Dataset records

┏━━

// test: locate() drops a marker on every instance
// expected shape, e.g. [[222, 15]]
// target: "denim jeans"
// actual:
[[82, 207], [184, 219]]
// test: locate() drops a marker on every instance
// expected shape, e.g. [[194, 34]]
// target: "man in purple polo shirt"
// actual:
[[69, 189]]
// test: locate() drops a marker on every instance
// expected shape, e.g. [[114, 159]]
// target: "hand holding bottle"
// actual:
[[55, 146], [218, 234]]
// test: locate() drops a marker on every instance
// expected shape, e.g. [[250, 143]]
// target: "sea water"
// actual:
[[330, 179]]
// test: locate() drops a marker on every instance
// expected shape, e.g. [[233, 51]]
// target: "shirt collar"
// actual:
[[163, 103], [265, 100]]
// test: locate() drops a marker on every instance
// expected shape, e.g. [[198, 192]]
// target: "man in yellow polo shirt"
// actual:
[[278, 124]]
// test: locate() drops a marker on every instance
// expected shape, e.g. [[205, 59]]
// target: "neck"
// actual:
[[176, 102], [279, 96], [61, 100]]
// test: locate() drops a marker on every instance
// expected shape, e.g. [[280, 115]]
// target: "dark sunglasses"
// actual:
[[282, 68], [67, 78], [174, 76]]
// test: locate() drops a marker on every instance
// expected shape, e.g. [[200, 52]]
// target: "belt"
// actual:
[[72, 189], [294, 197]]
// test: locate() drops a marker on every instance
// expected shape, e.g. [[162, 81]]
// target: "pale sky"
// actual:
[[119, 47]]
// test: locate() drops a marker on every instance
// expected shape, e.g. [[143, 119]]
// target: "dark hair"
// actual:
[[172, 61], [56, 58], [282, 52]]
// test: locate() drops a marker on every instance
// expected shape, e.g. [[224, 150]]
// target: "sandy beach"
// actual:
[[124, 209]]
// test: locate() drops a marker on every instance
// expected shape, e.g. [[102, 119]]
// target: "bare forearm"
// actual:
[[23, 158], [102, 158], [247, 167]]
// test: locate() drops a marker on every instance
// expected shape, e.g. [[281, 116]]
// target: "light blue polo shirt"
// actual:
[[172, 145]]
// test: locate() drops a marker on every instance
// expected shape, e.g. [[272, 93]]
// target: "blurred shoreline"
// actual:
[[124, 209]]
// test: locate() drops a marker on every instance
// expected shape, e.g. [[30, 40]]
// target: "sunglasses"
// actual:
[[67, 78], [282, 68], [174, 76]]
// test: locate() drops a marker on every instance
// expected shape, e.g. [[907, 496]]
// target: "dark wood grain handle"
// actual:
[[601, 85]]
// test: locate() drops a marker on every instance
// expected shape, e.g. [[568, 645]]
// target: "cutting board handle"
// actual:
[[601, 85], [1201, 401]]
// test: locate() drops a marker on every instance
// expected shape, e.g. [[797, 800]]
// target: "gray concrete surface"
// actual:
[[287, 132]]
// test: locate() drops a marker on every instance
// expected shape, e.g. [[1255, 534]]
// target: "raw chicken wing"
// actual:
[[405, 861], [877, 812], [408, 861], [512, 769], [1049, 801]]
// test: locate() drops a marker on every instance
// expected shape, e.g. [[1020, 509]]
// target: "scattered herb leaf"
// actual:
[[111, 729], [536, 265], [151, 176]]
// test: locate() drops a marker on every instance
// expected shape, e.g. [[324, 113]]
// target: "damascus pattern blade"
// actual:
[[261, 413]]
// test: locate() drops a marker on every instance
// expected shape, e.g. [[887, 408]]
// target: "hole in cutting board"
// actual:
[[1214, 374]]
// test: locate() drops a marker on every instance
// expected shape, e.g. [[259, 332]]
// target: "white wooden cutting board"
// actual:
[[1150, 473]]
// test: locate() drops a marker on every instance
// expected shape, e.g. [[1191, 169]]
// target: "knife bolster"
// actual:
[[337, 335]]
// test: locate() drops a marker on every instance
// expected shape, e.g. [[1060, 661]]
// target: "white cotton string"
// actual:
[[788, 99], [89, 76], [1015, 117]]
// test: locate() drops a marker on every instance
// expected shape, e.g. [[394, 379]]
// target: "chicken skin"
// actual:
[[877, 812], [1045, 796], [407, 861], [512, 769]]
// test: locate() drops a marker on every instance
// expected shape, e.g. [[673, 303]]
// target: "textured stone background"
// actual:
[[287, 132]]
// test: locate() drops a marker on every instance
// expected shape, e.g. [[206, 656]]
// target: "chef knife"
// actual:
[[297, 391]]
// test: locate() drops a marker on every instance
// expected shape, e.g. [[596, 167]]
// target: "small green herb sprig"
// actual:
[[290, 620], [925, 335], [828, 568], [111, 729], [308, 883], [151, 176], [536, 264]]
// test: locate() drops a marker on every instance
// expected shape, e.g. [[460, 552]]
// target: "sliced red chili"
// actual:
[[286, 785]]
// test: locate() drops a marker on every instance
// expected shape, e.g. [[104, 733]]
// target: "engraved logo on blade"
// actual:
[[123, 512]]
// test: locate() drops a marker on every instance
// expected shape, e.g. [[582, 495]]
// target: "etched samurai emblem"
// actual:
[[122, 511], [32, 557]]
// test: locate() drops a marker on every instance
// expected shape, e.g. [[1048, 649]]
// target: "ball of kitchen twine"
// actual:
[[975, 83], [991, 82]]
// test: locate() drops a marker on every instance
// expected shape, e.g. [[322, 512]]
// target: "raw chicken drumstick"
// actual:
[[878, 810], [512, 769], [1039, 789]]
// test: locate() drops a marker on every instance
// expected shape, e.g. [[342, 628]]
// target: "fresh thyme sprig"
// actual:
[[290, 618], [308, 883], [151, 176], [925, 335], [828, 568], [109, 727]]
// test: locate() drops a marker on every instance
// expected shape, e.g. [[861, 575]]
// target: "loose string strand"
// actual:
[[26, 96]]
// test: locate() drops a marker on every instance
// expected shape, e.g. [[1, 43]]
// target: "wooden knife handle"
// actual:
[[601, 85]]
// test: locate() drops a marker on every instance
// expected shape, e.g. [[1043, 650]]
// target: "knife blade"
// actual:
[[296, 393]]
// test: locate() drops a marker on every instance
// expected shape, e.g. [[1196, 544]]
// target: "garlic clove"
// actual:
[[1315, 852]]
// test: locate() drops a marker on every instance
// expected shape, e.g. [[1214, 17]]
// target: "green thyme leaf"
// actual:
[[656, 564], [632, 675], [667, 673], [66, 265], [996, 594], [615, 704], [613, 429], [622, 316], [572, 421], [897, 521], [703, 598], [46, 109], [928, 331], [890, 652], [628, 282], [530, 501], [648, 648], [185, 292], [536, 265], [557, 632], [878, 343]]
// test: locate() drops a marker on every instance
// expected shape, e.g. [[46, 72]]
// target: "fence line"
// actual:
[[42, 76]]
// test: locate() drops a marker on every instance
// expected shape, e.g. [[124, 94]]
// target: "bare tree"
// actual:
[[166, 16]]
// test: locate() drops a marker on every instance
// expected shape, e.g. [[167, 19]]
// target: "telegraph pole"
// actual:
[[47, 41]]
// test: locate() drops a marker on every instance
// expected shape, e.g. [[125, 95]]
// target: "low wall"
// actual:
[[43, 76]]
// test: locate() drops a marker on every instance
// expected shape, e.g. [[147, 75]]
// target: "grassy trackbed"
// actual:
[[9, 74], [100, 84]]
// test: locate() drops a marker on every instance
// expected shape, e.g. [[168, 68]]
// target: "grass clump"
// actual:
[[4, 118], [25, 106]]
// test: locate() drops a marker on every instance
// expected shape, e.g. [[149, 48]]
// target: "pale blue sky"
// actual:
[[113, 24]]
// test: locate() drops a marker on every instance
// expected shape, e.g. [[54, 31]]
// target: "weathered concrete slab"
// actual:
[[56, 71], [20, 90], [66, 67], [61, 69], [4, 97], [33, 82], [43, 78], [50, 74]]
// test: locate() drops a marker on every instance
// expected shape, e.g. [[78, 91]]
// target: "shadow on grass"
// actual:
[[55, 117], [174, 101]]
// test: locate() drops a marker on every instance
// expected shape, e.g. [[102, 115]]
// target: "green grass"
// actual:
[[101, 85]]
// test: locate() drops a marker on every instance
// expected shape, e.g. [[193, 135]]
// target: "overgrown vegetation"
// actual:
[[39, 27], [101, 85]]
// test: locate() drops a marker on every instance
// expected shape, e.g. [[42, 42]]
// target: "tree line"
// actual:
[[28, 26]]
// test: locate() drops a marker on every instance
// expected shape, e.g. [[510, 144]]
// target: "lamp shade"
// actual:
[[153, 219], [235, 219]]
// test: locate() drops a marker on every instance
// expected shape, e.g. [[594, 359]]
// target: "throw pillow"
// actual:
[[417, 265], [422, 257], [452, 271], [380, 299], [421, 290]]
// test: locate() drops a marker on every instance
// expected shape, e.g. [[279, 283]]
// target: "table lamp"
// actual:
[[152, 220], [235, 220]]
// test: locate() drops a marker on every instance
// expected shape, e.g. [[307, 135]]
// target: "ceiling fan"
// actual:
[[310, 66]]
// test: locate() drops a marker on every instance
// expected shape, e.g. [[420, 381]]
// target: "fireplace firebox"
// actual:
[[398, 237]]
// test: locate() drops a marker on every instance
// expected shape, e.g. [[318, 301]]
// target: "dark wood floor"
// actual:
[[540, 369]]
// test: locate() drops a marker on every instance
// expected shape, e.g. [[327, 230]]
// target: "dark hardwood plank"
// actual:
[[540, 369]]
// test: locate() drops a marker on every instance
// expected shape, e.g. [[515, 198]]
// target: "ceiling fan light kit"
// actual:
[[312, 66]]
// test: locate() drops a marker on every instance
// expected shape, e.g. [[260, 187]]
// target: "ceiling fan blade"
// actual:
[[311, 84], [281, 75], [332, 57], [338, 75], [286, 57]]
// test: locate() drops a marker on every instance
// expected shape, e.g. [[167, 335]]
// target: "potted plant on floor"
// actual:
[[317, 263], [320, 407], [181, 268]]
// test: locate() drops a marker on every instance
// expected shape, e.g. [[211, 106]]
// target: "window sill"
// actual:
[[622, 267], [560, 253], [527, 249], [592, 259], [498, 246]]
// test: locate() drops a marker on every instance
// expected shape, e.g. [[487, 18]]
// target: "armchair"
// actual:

┗━━

◆ Prompt ◆
List each line from the entries above that contains the string "board", copying the full line. Case counts.

◆ Result of the task ◆
// target: "cutting board handle"
// target: "hole in cutting board"
// target: "white wooden cutting board"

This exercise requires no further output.